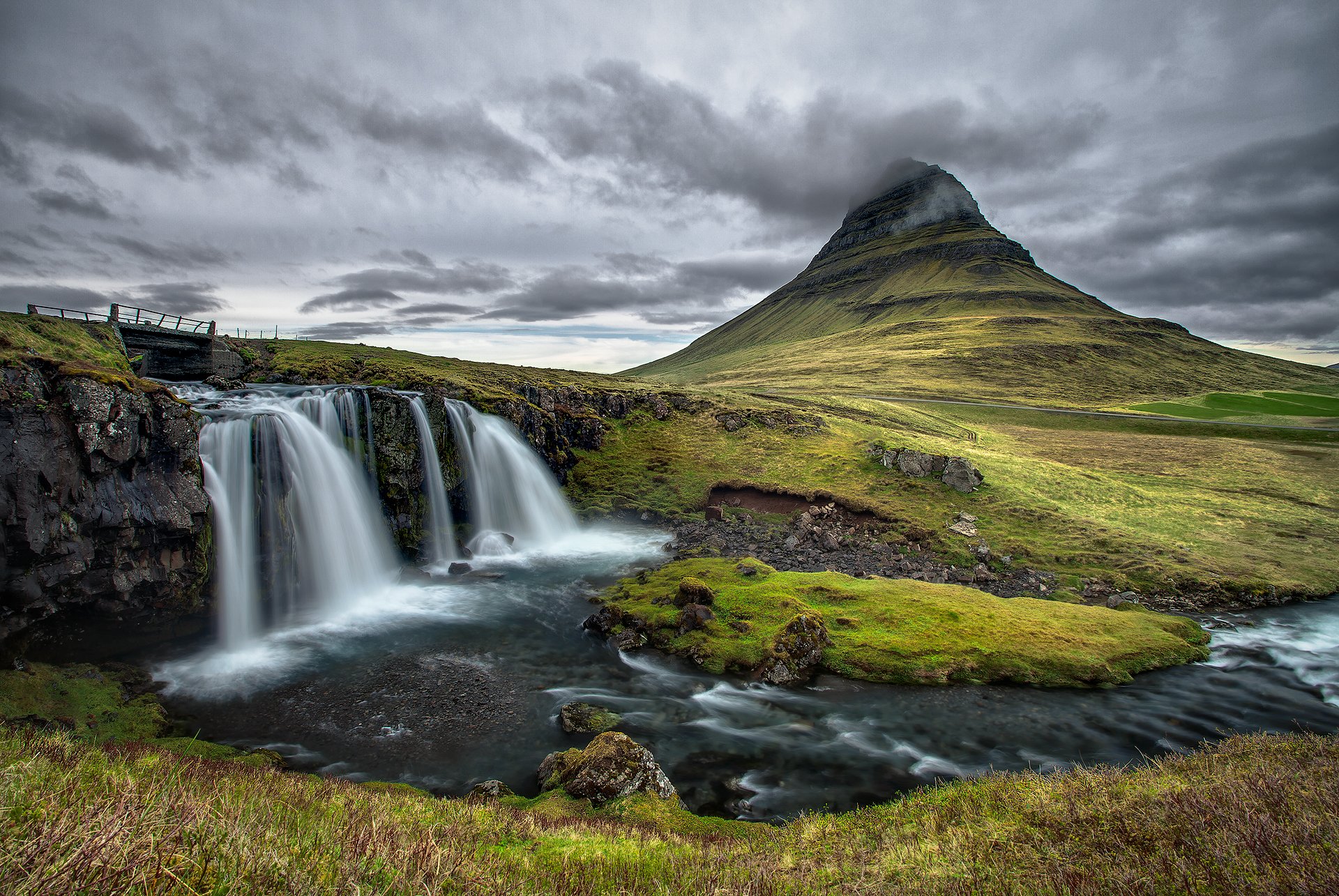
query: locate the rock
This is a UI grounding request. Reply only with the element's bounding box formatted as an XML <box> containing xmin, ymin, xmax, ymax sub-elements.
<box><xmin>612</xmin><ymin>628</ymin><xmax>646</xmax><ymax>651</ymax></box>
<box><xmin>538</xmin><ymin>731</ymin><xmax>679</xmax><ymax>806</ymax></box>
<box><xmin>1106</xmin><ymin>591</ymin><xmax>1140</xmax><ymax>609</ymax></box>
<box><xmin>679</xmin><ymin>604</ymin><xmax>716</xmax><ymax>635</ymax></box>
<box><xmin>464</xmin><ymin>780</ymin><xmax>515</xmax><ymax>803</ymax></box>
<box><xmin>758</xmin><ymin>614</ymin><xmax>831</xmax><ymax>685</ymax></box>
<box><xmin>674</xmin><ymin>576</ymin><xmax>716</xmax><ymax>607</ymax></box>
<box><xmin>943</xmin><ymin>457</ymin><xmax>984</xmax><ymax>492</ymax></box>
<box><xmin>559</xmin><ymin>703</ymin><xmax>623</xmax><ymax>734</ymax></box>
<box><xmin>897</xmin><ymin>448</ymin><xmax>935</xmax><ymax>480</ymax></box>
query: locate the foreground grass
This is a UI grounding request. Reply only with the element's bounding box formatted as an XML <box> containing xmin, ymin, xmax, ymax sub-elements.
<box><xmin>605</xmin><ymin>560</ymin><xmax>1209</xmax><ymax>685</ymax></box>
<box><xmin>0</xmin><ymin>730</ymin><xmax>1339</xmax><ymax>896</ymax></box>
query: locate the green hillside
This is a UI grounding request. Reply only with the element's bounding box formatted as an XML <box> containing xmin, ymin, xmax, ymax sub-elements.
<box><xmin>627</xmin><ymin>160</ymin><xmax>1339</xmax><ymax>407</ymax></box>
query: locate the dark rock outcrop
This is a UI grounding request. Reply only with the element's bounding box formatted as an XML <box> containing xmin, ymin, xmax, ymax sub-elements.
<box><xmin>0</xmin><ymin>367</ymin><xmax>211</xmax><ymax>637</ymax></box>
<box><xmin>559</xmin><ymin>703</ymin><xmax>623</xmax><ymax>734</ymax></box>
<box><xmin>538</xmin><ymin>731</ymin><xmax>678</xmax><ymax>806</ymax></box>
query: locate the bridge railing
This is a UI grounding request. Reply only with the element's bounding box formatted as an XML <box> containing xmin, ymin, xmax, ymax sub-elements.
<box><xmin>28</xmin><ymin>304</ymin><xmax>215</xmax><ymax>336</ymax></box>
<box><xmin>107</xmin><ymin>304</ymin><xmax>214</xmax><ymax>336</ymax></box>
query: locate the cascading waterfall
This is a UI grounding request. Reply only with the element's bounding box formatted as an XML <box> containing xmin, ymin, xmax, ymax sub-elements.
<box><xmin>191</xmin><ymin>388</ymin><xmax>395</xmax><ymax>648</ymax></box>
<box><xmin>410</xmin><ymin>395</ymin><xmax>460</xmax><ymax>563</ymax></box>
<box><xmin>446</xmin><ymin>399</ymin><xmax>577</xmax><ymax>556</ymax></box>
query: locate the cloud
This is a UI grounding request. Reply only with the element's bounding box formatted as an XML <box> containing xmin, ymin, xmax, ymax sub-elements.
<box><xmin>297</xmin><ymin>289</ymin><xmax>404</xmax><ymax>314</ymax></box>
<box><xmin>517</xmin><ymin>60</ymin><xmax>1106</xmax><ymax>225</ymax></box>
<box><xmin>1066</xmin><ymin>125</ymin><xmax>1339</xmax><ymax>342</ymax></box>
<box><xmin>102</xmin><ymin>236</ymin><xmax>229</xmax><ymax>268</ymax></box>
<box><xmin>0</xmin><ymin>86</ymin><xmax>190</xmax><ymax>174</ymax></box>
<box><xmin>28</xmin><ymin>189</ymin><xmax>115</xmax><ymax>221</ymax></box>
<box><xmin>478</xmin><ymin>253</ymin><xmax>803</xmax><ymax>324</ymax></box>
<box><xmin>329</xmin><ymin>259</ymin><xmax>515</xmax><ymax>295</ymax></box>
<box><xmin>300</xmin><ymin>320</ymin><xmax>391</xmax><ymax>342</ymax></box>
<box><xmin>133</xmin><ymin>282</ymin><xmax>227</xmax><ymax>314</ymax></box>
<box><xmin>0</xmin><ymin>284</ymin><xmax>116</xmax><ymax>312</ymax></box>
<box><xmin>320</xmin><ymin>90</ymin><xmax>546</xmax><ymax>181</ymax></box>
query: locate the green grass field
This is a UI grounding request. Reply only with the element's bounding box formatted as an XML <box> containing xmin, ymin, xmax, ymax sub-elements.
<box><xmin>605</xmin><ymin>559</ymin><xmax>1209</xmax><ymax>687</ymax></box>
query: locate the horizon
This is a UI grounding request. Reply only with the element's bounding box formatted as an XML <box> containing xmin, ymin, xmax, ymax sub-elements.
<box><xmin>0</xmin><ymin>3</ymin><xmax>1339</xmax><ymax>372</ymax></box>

### What is needed
Set down, exactly and in full, the lines from the one containing "query: locate the green grass field" through the end of the entries; no other line belongs.

### Solution to the problem
query: locate the green grass field
This is a UI grounding request. Reply only with the element's bounding box formatted as an XML <box> containing xmin, ymin, xmax, ymax sub-elements.
<box><xmin>605</xmin><ymin>559</ymin><xmax>1209</xmax><ymax>687</ymax></box>
query: locate the horizon
This is a UI grounding request. Reply only with the element's bounding box formatted as an XML <box> containing xmin, ymin, xmax, ymax sub-elements.
<box><xmin>0</xmin><ymin>3</ymin><xmax>1339</xmax><ymax>372</ymax></box>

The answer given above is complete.